Task directions: Everything from the line containing "mass in this photo." through the last line of the data below must be copied exactly, with no other lines included.

======== Entries shown

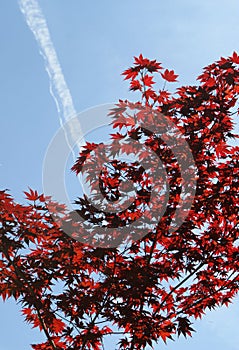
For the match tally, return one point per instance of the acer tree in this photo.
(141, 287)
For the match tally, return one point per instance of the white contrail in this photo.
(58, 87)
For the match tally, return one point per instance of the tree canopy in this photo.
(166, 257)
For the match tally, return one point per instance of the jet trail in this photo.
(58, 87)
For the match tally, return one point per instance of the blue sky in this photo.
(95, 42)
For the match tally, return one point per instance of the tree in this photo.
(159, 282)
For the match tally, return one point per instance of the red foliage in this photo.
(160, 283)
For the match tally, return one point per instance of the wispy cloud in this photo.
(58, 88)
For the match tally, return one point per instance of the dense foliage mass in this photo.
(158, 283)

================

Expected answer:
For the match tally, return one point per instance of the dense foliage mass in this photo.
(158, 283)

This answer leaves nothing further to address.